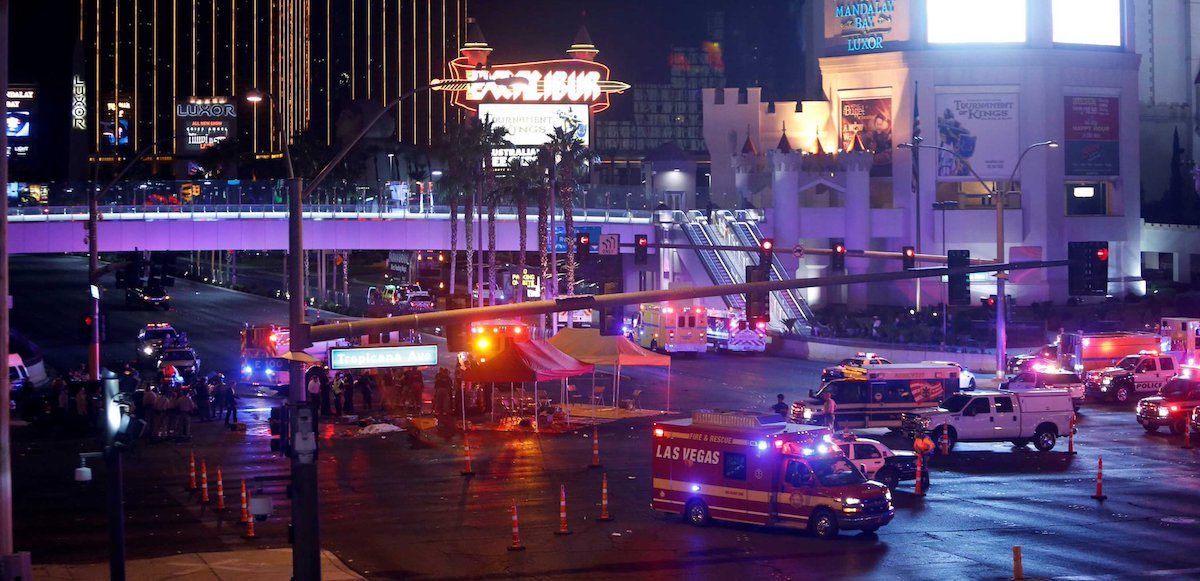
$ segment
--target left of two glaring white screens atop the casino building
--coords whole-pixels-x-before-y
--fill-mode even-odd
[[[1025,42],[1026,0],[926,0],[931,44]]]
•••••
◆ **YOUR OBJECTIVE**
Could you please repeat the entries above exactly, with every picture left out?

◆ **RESPONSE BELOW**
$ segment
--target left of two glaring white screens atop the casino building
--coords whole-pixels-x-before-y
--fill-mode even-odd
[[[1025,42],[1026,0],[926,0],[931,44]]]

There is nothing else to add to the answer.